THE EXERCISE: Swap every occurrence of "office building" for "apartment block" in the listing below, leaving all other text untouched. Reproduce the lines without the pictures.
>> Start SUPPLIED RECORDS
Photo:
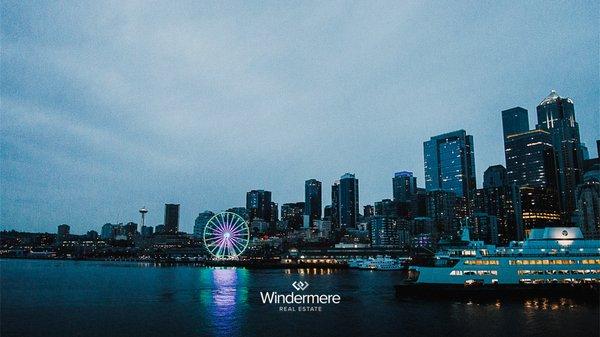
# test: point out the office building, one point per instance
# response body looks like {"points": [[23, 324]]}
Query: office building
{"points": [[293, 214], [171, 219], [63, 232], [348, 193], [200, 223], [258, 204], [404, 186], [450, 164], [556, 115], [313, 199]]}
>> End SUPPLIED RECORDS
EXERCISE ANSWER:
Photo:
# test: point out the apartment block, one point per instance
# response body looks like {"points": [[23, 324]]}
Query: apartment block
{"points": [[293, 214], [171, 219], [63, 232], [348, 193], [200, 223], [258, 204], [404, 186], [450, 164], [556, 115], [313, 199]]}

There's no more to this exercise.